• RECORDS SUPPLIED

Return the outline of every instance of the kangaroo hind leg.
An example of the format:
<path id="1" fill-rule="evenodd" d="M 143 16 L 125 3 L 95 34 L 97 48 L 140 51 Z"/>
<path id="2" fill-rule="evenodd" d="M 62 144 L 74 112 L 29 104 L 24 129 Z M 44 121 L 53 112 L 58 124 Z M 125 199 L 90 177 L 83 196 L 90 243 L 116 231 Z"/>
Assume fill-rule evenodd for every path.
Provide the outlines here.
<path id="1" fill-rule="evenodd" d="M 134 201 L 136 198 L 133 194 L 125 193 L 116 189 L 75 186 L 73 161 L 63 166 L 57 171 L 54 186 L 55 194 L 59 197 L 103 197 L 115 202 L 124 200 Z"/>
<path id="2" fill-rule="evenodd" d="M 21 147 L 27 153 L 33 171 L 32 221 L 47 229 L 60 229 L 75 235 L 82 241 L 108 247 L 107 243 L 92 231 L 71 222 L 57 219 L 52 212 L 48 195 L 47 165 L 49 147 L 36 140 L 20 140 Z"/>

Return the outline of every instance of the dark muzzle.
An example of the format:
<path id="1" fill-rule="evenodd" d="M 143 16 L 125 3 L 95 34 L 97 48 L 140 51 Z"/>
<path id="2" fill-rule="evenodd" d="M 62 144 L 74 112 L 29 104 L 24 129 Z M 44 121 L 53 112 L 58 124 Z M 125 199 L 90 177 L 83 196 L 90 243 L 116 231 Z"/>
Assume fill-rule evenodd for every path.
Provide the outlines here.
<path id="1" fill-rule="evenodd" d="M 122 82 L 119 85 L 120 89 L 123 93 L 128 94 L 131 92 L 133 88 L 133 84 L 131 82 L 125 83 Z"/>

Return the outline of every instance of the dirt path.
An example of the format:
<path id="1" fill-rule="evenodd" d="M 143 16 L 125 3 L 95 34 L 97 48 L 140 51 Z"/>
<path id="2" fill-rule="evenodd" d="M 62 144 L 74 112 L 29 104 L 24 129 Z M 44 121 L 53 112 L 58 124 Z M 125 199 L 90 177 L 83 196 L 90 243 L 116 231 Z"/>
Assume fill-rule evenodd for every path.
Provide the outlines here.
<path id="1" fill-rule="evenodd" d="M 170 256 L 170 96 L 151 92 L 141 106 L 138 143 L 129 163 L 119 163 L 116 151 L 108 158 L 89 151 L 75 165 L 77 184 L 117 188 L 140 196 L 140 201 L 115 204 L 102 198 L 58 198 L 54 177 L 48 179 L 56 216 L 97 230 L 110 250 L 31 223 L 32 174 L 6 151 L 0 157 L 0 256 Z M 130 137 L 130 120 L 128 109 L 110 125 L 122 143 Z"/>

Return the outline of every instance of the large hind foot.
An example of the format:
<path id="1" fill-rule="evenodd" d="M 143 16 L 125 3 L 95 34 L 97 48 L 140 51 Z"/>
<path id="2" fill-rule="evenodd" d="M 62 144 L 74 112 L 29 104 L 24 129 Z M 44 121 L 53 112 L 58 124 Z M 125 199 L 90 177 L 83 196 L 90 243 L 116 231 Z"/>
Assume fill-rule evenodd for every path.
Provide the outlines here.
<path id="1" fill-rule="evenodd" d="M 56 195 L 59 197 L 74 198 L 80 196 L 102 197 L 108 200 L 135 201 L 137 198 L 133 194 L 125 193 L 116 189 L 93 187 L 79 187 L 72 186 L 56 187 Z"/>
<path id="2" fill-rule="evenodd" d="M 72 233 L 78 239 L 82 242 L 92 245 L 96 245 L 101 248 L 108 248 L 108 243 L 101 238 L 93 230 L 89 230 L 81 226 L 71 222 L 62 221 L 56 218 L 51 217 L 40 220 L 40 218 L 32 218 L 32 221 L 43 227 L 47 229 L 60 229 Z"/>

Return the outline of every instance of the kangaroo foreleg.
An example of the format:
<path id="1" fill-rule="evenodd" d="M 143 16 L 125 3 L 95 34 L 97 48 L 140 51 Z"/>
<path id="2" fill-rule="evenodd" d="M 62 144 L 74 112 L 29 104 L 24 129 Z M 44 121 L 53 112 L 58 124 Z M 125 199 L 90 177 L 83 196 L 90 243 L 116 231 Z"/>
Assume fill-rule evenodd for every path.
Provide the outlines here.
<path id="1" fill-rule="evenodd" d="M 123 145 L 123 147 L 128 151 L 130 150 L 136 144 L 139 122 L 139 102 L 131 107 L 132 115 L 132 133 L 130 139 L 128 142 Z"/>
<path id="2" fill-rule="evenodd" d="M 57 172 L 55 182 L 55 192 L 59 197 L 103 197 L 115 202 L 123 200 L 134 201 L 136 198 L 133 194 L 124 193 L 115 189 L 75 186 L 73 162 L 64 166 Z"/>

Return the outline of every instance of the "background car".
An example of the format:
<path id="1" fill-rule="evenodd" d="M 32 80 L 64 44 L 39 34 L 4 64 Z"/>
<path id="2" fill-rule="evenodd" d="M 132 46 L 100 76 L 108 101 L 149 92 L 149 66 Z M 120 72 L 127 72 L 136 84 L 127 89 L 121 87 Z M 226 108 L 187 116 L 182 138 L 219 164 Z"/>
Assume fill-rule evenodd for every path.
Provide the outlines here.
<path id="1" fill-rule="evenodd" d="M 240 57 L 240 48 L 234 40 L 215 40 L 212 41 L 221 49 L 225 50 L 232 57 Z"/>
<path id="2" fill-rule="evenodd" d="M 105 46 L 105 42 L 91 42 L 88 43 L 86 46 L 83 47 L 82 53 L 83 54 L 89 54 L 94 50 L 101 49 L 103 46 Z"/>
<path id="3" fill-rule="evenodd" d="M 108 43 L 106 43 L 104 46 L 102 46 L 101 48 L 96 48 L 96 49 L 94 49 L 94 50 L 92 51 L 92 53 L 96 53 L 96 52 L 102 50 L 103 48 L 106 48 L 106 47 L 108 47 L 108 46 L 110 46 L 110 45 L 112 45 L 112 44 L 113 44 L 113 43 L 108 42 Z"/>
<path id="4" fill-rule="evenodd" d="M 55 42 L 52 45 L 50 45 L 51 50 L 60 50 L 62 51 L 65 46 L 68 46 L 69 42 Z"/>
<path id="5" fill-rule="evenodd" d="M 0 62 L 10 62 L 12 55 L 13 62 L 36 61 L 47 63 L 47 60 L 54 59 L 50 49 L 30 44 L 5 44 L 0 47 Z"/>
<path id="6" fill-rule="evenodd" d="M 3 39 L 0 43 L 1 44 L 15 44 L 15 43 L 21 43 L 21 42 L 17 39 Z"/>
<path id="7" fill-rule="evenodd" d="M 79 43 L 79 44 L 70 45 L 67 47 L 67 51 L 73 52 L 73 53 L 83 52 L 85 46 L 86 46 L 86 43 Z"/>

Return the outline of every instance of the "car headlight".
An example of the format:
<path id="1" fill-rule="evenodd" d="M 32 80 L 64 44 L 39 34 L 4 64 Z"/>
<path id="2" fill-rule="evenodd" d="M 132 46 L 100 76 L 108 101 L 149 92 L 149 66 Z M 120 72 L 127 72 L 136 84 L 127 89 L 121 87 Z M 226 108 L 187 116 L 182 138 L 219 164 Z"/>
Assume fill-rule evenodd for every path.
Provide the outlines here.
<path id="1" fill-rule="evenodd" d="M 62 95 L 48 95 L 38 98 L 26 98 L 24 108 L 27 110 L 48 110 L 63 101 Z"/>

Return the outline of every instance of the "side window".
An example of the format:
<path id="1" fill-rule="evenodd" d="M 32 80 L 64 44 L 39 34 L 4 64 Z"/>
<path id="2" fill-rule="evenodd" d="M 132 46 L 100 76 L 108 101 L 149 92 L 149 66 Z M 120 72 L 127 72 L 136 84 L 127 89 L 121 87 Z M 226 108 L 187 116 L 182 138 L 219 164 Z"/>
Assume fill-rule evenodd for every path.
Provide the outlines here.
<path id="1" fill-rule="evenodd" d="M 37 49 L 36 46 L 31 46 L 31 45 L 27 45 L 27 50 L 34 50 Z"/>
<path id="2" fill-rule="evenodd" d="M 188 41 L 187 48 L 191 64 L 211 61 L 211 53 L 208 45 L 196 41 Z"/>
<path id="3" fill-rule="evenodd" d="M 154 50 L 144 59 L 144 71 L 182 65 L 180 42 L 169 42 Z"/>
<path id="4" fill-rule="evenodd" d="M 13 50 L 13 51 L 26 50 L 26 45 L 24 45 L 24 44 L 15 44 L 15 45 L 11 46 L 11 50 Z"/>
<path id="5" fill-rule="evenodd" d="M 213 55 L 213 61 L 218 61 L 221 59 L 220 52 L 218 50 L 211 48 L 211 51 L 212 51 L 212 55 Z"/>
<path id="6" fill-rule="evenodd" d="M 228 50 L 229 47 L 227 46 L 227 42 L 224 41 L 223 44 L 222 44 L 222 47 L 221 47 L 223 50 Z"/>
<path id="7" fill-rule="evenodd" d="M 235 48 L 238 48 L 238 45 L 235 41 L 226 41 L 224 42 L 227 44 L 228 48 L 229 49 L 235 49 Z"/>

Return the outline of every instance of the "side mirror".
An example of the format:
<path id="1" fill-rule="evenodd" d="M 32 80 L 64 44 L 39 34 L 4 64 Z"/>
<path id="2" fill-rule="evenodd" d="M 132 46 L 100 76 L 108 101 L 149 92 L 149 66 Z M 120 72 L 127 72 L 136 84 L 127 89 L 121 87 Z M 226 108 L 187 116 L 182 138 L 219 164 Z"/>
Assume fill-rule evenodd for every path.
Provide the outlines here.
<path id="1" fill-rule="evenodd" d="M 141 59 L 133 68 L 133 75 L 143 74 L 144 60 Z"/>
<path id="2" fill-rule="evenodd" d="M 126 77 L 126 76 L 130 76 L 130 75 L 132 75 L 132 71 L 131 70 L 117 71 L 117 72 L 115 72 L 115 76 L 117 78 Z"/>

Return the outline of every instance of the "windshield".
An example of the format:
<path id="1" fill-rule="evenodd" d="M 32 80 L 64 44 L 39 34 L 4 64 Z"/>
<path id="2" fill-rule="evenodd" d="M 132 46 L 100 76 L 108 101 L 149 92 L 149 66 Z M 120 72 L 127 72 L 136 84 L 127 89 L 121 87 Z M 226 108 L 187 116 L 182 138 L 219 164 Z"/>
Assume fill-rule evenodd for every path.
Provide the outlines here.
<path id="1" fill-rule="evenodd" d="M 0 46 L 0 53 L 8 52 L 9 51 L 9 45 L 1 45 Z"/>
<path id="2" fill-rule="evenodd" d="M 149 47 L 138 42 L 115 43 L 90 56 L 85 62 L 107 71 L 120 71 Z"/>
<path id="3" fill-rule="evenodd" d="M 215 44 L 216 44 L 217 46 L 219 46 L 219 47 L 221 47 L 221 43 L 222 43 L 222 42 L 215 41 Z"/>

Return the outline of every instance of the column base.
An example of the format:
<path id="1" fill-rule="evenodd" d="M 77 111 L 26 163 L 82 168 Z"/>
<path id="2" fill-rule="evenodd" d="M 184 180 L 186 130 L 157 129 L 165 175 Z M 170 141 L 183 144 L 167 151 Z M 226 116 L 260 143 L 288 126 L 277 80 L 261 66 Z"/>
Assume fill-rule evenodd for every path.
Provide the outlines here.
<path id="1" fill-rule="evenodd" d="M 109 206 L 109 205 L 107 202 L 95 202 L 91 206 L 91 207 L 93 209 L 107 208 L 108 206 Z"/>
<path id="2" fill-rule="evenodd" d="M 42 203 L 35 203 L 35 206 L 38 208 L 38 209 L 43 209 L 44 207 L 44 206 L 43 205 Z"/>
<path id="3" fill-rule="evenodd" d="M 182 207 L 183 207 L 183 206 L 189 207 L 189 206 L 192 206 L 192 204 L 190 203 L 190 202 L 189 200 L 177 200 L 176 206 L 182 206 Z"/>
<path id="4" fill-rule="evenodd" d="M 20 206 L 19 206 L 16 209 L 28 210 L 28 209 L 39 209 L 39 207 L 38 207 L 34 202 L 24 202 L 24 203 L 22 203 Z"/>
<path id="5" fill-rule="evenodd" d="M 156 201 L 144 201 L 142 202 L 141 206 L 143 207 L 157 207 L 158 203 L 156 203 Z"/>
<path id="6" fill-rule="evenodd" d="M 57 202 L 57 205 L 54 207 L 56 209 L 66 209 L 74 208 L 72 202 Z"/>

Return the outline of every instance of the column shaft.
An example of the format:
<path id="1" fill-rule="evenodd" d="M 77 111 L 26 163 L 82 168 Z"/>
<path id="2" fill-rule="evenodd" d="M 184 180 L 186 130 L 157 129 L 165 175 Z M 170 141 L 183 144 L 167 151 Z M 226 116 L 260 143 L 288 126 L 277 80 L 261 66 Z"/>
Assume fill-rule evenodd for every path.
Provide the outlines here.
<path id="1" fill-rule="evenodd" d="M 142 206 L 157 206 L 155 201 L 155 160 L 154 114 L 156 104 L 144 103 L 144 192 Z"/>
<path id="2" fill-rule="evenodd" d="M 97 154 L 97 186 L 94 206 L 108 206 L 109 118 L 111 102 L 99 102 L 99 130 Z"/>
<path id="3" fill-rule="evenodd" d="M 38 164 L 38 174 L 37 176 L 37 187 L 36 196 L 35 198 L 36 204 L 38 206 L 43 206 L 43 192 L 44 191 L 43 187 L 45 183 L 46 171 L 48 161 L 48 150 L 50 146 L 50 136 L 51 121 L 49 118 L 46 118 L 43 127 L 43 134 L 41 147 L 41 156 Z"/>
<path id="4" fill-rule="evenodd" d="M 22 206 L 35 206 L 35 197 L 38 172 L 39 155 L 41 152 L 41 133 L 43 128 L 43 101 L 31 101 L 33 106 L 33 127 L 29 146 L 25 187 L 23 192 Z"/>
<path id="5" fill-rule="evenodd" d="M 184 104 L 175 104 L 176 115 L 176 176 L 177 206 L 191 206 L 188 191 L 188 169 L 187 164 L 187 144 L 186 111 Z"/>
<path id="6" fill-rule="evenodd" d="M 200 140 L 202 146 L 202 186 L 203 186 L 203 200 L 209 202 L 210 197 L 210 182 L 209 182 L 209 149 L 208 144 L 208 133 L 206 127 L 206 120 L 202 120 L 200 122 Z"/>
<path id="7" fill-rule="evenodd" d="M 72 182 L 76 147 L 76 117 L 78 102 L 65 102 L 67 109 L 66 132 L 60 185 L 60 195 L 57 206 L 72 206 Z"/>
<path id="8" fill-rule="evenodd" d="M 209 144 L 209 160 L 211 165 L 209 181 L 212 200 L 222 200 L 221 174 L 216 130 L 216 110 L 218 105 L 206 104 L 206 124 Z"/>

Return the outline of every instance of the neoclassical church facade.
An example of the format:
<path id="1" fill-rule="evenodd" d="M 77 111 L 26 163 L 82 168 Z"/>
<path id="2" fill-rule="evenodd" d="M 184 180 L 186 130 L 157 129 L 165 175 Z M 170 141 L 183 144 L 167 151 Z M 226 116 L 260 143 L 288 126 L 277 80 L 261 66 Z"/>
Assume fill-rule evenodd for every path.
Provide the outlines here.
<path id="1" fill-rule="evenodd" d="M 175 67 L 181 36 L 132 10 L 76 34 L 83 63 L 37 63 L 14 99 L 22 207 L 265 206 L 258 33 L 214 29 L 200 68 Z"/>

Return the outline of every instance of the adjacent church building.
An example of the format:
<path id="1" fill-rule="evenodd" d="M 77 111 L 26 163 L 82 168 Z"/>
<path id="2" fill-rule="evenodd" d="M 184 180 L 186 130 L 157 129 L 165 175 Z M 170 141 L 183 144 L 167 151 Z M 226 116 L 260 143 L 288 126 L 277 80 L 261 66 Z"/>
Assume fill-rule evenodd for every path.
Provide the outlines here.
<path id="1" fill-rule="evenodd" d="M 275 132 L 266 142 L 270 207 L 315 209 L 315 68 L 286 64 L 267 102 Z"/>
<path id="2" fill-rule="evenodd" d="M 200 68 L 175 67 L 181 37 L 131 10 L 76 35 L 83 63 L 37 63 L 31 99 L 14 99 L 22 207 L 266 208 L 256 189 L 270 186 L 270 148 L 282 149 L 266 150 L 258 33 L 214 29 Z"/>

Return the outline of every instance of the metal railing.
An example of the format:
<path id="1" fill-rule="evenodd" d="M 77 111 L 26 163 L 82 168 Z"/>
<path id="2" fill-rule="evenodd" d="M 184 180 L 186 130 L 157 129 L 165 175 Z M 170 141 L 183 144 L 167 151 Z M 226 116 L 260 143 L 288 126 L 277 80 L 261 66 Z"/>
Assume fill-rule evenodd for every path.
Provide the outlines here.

• WORK INSTRUCTIONS
Beginning at the line where "Return the outline of every instance of the metal" appears, extract each line through the end of the data above; keep them exact and include nothing else.

• EXERCISE SOLUTION
Return the outline of every instance of the metal railing.
An example of the format:
<path id="1" fill-rule="evenodd" d="M 77 111 L 26 163 L 82 168 Z"/>
<path id="2" fill-rule="evenodd" d="M 184 180 L 186 130 L 157 129 L 165 175 Z M 170 141 L 183 144 L 167 151 Z M 226 116 L 260 143 L 288 126 L 277 80 L 261 66 Z"/>
Assume fill-rule evenodd for every path.
Provide the outlines here.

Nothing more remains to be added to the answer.